-- start of Data --

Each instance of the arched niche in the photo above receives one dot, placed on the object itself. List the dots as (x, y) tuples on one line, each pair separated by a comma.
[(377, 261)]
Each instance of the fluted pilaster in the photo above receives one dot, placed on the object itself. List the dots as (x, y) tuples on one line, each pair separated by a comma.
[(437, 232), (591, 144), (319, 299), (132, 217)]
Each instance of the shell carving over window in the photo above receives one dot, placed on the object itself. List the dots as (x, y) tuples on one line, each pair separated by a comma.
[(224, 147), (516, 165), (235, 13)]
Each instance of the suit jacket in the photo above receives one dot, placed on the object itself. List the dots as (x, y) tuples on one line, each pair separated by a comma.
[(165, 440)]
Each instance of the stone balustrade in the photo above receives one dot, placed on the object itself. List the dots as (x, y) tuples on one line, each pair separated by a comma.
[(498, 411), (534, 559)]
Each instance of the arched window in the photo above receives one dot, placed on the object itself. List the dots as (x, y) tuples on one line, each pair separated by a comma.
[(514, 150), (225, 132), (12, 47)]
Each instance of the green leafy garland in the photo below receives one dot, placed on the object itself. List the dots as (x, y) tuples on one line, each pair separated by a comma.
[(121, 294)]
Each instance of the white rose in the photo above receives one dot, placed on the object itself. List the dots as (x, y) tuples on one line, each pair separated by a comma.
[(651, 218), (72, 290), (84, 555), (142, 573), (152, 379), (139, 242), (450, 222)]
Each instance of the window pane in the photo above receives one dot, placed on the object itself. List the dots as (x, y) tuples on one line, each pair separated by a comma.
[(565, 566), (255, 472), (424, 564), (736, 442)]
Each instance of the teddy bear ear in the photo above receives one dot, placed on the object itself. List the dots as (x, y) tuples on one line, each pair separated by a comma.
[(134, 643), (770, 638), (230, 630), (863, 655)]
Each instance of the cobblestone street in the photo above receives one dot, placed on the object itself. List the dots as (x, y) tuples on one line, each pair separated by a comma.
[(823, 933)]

-- end of Data --

Instructions to follow - Please reproduce every line of the material above without changing anything.

Problem solution -
Each instance of the arched niche in the photo above receives one dot, placed on the object itself. List the dots as (x, y) tuples on one line, each pair separated by a comma.
[(377, 261)]
Each instance of the fluted pilaster in the photo above receives one dot, placed on the object itself. List the dots as (x, y) tuples on one line, each pair separated by a comma.
[(437, 232), (591, 144), (319, 299), (132, 217)]
Each instance of the shell carving over window in the photo above receives one dot, placed on the object itself. List the dots as (x, y) tuples on one line, each pair separated by a comma.
[(224, 147), (516, 165), (235, 13)]
Each instance of the suit jacket in the photo above receives one dot, placed on the object itself. List the dots as (x, y) tuples on one line, each pair separated by a comma.
[(165, 440)]
Each instance of the stone balustrade in the photo above receives one dot, placed on the object itself. List the dots as (x, y) tuples on one line, each pair separated by a comma.
[(498, 411), (534, 559)]
Each instance of the arched window in the photo above receives one dot, placed on the object itself. List the dots as (x, y) tuples on one line, each pair separated by a comma.
[(514, 150), (225, 132), (12, 47)]
Each instance of the green leafy garland in the photo below receives one dot, placed on the object itself. List the dots as (x, y) tuples on one line, each pair separated by a comma.
[(121, 294)]
Each instance of the white rose in the photo above receives one dot, placed on the object itself. List the dots as (x, y) tuples on one line, each pair separated by a comma.
[(651, 218), (72, 290), (84, 555), (142, 573), (152, 379), (139, 242), (450, 222)]
Each instance of the window pane in the photo above receives one dot, placed on the object itself. List the dots as (x, y) tuples on one line, each pair separated by a comma.
[(565, 566), (255, 472), (424, 564), (736, 442)]
Each instance of the teddy bear ear in the photo above receives one dot, placed on the object itself. List the dots as (x, y) tuples on one line, each pair separated by a comma.
[(134, 643), (770, 638), (230, 630), (863, 655)]
Each instance of the cobblestone street in the photo above receives one dot, placed on the object itself. List the dots as (x, y) tuples on one line, each pair separated by a comma.
[(823, 933)]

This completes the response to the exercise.